(TO DO):
Reproduce the entries from the start through the line containing "point(202, 238)", inclusive, with every "teddy bear's ear" changed to "teddy bear's paw" and nothing else altered. Return only those lines.

▽

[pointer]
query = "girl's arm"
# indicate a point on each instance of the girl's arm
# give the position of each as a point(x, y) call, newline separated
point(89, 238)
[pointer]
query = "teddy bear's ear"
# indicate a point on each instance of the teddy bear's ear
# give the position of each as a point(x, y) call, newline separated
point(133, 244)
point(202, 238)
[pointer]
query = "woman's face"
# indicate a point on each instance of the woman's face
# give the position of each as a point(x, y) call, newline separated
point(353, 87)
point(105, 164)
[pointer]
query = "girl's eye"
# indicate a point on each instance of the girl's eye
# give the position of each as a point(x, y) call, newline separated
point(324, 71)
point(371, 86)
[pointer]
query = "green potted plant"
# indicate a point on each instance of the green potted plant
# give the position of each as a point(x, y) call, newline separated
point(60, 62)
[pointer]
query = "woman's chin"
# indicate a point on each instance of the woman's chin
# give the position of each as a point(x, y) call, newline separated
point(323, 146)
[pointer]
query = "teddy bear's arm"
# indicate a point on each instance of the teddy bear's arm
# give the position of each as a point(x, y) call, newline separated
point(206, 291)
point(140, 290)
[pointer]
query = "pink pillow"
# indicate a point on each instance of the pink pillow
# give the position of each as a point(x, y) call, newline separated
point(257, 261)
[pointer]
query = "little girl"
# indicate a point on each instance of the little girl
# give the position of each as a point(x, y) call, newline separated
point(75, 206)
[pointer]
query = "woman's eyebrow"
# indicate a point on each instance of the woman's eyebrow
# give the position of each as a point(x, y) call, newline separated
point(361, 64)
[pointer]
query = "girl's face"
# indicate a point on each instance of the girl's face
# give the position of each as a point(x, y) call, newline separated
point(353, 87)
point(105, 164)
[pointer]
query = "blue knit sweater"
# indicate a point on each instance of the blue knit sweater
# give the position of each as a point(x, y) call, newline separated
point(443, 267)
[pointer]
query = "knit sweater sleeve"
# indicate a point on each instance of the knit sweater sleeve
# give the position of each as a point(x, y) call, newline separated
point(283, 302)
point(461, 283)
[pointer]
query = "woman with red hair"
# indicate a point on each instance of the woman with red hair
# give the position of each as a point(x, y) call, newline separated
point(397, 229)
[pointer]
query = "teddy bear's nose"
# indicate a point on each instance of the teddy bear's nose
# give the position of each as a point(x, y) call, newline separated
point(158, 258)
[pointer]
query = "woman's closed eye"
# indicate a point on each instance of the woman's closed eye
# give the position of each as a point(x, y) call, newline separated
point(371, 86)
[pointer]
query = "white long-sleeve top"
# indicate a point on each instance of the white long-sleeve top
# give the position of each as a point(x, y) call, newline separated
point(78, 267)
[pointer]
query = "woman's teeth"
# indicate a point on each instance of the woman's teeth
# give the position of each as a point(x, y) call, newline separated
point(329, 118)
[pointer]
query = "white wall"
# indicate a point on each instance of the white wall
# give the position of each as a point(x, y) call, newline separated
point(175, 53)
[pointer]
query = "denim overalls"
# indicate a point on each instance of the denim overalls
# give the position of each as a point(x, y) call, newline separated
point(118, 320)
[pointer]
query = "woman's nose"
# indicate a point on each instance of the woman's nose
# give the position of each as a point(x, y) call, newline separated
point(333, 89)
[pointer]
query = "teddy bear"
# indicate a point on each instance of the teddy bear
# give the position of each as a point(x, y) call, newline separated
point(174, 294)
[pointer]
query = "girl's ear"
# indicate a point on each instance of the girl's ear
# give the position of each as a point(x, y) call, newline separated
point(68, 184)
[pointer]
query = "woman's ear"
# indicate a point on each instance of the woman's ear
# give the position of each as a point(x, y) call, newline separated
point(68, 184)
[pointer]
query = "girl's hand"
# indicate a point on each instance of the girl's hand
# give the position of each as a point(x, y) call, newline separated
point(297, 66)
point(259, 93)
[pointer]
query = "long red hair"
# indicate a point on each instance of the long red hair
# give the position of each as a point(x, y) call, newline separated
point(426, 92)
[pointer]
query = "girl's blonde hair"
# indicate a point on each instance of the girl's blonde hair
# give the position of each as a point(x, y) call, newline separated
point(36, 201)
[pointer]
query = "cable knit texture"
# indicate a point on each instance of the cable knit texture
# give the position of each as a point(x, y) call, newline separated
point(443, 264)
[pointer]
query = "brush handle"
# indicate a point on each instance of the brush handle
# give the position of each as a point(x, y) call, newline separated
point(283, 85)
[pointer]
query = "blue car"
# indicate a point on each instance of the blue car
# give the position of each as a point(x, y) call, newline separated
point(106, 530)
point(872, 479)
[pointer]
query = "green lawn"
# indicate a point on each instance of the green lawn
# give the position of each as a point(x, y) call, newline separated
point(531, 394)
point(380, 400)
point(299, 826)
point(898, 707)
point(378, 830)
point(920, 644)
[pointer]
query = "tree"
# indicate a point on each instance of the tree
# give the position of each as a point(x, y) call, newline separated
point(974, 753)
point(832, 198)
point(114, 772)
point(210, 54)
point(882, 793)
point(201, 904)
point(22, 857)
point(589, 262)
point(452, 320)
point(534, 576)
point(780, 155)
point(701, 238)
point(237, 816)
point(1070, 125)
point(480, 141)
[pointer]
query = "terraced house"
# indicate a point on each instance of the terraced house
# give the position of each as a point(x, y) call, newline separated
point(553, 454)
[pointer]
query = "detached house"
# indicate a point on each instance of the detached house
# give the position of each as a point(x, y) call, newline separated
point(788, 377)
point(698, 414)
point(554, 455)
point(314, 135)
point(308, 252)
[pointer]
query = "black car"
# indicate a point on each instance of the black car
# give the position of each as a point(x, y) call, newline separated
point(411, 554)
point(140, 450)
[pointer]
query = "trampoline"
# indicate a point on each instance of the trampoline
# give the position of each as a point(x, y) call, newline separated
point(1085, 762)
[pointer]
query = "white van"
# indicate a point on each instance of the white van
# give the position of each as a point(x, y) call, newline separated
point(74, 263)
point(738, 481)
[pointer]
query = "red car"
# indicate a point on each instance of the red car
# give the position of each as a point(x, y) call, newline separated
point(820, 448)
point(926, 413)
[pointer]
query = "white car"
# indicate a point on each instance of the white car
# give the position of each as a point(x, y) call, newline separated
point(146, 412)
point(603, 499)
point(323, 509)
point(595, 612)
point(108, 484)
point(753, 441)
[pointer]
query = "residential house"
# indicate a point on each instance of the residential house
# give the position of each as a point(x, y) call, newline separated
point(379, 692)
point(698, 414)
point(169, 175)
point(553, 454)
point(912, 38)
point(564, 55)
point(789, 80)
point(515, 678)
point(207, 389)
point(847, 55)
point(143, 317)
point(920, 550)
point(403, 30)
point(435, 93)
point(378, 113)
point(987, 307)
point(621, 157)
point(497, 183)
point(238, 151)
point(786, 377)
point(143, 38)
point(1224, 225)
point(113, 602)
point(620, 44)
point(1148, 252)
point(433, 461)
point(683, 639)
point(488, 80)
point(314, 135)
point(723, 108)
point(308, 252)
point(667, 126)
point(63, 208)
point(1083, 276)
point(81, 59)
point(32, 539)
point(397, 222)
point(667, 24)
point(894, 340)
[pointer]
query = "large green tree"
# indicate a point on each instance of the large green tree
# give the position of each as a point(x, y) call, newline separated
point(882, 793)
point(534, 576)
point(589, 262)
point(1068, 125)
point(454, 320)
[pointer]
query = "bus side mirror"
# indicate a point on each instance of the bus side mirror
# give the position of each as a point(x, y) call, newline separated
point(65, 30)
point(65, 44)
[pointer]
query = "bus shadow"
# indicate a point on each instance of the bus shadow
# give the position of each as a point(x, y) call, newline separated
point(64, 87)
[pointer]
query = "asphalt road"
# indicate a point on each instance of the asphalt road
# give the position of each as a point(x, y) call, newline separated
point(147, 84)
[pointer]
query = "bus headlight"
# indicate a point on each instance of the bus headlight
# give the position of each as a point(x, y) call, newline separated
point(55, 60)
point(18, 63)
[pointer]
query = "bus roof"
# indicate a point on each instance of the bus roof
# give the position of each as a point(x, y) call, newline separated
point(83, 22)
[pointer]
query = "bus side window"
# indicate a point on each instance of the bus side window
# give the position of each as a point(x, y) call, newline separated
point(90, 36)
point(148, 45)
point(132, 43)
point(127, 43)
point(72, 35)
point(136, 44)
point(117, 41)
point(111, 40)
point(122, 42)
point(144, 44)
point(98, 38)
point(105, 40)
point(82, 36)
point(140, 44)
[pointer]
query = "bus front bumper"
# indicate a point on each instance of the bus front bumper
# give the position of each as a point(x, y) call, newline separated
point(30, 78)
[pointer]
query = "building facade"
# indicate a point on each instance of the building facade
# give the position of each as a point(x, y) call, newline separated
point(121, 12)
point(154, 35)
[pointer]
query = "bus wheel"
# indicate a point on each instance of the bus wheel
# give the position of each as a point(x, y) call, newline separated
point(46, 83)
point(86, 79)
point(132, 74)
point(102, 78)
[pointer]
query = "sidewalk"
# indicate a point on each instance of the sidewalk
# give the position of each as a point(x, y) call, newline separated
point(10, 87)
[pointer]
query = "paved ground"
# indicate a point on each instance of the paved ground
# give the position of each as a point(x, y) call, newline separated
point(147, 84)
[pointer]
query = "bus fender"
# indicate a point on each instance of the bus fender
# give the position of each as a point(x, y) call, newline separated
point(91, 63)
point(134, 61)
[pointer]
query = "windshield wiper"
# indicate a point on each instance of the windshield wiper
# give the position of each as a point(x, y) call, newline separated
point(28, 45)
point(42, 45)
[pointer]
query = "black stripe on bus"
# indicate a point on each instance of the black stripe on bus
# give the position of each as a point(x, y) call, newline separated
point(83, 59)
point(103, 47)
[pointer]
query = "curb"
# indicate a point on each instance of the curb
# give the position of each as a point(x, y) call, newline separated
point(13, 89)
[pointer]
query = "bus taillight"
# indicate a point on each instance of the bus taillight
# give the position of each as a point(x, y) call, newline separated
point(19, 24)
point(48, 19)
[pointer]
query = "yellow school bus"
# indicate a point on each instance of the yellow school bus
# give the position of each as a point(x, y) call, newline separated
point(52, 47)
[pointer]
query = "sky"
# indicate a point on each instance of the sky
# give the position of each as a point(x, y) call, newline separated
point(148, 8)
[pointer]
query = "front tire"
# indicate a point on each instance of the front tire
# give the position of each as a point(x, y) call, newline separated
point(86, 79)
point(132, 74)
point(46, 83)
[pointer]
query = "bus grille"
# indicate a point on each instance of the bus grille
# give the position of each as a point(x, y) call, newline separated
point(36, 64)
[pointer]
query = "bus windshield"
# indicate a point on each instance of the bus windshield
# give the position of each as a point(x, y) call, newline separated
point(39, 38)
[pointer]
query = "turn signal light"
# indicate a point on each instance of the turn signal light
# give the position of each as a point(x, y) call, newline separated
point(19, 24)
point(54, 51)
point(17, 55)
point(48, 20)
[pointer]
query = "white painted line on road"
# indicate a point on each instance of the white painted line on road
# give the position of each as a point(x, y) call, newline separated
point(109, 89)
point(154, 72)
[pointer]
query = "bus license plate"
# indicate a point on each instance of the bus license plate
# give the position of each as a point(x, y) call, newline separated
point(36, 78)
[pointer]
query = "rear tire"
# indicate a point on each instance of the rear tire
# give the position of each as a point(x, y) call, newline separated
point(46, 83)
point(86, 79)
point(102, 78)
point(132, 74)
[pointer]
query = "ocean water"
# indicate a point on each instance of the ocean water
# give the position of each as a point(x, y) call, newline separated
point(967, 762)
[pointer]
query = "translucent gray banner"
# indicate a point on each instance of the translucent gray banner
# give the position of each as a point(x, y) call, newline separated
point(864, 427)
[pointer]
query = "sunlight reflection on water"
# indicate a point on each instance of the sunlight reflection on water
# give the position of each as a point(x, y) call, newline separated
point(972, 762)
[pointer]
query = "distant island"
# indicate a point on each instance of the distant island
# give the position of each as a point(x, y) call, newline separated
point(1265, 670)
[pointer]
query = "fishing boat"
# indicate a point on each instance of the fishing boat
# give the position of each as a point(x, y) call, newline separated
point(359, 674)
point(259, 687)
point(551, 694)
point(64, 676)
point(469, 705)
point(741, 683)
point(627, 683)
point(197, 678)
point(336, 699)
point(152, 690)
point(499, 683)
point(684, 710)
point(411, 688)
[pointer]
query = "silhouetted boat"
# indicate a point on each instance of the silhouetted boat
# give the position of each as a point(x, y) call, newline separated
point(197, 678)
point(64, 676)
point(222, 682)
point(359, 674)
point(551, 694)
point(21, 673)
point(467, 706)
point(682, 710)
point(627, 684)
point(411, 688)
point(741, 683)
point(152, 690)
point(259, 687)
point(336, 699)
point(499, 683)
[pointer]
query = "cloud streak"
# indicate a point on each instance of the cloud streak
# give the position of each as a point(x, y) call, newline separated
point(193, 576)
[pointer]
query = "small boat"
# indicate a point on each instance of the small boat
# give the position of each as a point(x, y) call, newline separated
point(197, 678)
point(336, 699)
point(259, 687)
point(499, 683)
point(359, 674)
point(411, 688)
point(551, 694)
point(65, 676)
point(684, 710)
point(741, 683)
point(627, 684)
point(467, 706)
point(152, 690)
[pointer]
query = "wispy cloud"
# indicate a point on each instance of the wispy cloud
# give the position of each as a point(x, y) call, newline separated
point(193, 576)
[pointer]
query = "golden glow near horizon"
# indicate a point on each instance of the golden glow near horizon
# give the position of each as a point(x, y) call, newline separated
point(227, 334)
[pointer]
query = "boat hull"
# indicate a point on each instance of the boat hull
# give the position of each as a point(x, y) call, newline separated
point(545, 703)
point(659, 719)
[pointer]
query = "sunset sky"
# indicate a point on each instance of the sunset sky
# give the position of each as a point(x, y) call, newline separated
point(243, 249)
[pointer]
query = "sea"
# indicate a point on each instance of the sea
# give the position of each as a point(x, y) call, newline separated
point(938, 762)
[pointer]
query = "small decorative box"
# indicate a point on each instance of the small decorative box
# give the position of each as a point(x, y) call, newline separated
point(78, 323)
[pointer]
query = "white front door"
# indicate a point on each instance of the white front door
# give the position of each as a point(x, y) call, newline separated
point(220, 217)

△

(ANSWER TO THE TASK):
[pointer]
query = "girl's arm"
# indicate a point on each instance of the girl's arm
# give the position of each as a point(x, y) call, newline separated
point(89, 238)
[pointer]
query = "teddy bear's paw"
# indicate a point on each instance of the teddy bear's paw
# give the position of each as a point(x, y) call, newline separated
point(133, 244)
point(202, 238)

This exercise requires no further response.